◆ EXTRACT TO READ ◆
==================================================

LANG 1013 Introduction to Interpreting

Credit Points 10

Legacy Code 100194

Coordinator Margot Seligmann Opens in new window

Description This is a core unit for students in the Bachelor of Arts (Interpreting and Translation) course and an elective foundation unit for language key field of study in the BA. It introduces students to the theory and practice of Interpreting. Lectures are held in English for students of all the languages available. The tutorials are language specific in Arabic, Japanese, Mandarin or Spanish. This unit requires native or near-native proficiency in English and one of the languages offered in the unit.

School Humanities & Comm Arts

Student Contribution Band HECS Band 1 10cp

Check your HECS Band contribution amount via the Fees page.

Level Undergraduate Level 1 subject

Equivalent Subjects LGYB 2089 - Interpreting 1 LGYB 2090 - Interpreting 2 LGYB 2851 - Introduction to Interpreting

Assumed Knowledge

Proficiency in English and other language (LOTE) at native or near-native level.

Learning Outcomes

On successful completion of this subject, students should be able to:
  1. apply the insights of linguistic theories that relate to the practice of interpreting;
  2. resolve issues of accuracy and equivalence, including register equivalence and the difficulties and controversies surrounding it;
  3. recognise cross-cultural differences that influence and are reflected in the use of language;
  4. explain the different roles of the interpreter according to type of interpreting;
  5. demonstrate proficiency in dialogue interpreting, chuchotage, consecutive interpreting and sight translation, at an introductory level in different settings;
  6. demonstrate effective note-taking skills for dialogue and consecutive interpreting; and
  7. identify significant aspects of the interpreting profession in Australia, NAATI qualifications, and ethics of the profession.

==================================================

◆ DATA FOR THIS TASK ◆
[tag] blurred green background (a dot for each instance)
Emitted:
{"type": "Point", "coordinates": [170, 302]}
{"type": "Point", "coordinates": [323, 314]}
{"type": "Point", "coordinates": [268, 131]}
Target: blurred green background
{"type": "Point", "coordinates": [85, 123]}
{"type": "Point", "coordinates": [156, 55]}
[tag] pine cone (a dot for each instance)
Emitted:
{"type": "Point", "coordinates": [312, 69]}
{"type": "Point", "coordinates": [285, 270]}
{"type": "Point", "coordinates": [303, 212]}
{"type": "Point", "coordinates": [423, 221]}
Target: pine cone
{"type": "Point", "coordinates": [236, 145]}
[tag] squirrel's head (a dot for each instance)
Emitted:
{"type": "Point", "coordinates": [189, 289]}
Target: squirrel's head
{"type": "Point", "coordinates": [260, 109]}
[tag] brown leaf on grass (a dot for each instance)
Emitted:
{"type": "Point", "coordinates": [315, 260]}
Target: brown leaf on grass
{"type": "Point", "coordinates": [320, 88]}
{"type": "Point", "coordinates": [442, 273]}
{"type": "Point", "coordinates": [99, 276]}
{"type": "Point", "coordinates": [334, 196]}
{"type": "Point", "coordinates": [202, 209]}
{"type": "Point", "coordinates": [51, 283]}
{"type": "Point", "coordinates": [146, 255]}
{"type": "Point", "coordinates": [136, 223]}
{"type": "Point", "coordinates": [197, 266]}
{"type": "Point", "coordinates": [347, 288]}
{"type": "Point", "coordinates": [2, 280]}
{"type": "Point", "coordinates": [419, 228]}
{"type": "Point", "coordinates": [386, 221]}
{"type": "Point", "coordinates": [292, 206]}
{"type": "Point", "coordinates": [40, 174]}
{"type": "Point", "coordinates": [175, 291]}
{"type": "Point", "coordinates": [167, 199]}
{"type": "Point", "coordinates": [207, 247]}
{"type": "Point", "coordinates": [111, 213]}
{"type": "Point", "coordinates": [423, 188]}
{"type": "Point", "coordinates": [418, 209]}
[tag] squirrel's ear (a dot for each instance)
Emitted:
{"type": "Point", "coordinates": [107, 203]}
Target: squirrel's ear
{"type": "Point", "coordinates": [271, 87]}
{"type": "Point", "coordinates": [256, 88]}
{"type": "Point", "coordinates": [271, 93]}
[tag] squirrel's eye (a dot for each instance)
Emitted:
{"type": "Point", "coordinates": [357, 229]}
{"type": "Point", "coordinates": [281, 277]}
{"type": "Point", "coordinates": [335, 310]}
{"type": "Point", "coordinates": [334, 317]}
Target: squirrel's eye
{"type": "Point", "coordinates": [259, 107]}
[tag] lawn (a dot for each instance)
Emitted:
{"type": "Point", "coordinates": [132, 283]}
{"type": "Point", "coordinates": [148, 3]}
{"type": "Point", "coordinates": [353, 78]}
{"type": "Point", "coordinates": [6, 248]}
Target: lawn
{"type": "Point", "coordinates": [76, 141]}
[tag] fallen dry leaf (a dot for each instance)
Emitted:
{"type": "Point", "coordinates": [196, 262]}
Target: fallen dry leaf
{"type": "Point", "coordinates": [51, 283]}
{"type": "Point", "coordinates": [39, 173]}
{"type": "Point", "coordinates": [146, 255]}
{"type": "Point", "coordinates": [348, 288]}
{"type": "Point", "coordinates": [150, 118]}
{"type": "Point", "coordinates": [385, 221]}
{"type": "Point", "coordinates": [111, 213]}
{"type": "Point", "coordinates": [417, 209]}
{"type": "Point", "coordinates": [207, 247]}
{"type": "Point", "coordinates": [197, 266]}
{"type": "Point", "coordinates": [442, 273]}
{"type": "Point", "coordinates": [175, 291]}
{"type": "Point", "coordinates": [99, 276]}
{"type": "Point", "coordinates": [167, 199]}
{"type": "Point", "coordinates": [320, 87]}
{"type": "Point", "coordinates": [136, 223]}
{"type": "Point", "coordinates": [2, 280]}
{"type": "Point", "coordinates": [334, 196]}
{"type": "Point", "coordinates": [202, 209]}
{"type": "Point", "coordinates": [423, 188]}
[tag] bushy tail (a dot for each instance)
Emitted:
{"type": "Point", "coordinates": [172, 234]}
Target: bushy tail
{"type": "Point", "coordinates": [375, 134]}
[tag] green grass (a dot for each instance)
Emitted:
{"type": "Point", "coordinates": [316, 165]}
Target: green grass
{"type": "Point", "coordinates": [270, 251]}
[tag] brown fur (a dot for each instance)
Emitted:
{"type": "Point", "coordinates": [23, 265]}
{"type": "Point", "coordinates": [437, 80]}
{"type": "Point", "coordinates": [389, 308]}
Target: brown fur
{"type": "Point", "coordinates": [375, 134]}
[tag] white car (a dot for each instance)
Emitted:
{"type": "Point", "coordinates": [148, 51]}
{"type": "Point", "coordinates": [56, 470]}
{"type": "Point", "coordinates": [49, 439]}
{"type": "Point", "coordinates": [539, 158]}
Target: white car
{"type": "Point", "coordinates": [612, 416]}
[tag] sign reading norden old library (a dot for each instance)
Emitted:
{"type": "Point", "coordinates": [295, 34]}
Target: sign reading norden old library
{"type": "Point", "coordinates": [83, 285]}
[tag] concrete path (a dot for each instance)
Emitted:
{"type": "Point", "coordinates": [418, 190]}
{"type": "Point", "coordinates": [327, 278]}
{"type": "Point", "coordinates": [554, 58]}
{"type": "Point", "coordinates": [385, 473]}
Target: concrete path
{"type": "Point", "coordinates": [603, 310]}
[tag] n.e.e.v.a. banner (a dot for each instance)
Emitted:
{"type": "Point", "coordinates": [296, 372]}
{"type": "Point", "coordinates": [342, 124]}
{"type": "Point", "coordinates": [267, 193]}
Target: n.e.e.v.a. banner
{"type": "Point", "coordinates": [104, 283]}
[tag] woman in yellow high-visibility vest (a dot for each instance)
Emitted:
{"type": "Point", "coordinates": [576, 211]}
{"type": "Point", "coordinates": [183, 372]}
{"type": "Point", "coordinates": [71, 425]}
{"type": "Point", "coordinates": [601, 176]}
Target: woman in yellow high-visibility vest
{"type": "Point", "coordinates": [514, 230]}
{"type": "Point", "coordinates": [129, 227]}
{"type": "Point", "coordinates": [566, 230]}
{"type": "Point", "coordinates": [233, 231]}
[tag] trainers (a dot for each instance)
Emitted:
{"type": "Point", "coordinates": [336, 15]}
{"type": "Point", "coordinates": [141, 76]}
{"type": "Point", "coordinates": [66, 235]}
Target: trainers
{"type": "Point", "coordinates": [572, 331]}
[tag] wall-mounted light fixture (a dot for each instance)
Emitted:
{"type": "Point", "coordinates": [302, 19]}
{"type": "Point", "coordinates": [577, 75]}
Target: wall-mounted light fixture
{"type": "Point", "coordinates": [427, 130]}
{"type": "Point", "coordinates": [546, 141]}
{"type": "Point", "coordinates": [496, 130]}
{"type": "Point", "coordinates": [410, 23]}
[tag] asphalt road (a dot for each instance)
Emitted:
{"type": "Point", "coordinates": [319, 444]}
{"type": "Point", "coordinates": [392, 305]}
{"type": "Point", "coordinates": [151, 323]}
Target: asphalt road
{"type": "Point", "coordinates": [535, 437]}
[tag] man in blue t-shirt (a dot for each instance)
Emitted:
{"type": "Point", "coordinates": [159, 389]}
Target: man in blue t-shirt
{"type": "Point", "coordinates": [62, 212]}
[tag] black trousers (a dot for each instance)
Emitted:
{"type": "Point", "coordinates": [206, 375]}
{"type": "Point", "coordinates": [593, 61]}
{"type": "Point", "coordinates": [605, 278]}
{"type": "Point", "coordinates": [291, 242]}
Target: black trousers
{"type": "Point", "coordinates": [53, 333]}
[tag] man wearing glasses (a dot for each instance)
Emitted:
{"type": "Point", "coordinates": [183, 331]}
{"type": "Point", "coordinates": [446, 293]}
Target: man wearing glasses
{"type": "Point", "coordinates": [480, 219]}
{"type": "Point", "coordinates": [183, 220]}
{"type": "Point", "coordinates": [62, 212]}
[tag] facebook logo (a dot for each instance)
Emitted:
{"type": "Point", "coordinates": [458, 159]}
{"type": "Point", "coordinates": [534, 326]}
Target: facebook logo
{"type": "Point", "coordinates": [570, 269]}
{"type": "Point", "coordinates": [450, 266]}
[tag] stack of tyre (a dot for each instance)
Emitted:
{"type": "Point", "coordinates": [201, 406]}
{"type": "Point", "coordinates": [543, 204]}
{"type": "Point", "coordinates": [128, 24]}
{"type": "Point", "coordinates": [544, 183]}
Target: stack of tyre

==================================================

◆ WRITTEN TASKS ◆
A. Extract each line of the records that contains the string "green".
B. Write a continuation of the unit outline for Introduction to Interpreting, beginning after its final line.
The text and the records have no connection to each other.

◆ RESULTS FOR EACH TASK ◆
A.
[tag] blurred green background (a dot for each instance)
Target: blurred green background
[tag] green grass (a dot for each instance)
Target: green grass

B.
Subject Content

1.General overview of the theories of pragmatics and discourse analysis as they relate to interpreting,
2. The meaning of accuracy of interpretation and equivalence at the different levels of the language hierarchy and according to different types of interpreting,
3. The meaning of register, the importance of maintaining the source language register in interpretation and the implications of not maintaining it,
4. The different roles of the interpreter according to the type of interpreting,
5. Introduction to the techniques of dialogue interpreting, chuchotage, consecutive interpreting and sight translation,
6. Practice of the different interpreting techniques in education, housing and welfare settings,
7. Introduction to and practice of note taking skills for liaison and consecutive interpreting,
8. Familiarisation with available dictionaries, thesauruses, and other useful resources and guidance on how to use them effectively in the preparation of interpreting assignments.
9. The Interpreting profession in Australia and its codes of ethics.

Assessment

The following table summarises the standard assessment tasks for this subject. Please note this is a guide only. Assessment tasks are regularly updated, where there is a difference your Learning Guide takes precedence.

Item Length Percent Threshold Individual/Group Task
Practical - Continuous Class Assessment of Interpreting Skills: 1 dialogue, 1 sight translation into English, 2 consecutive passages (1 into English and 1 from English) 5-10 minutes per student per task 40 N Individual
Practical exam TBA 40 N Individual
End-of-Session Exam - Final Theory Examination 1 hour in class 20 N Individual

Prescribed Texts

  • Mikkelson, H., & Jourdenais, R. (Eds.). (2015). The Routledge Handbook of Interpreting. Taylor and Francis.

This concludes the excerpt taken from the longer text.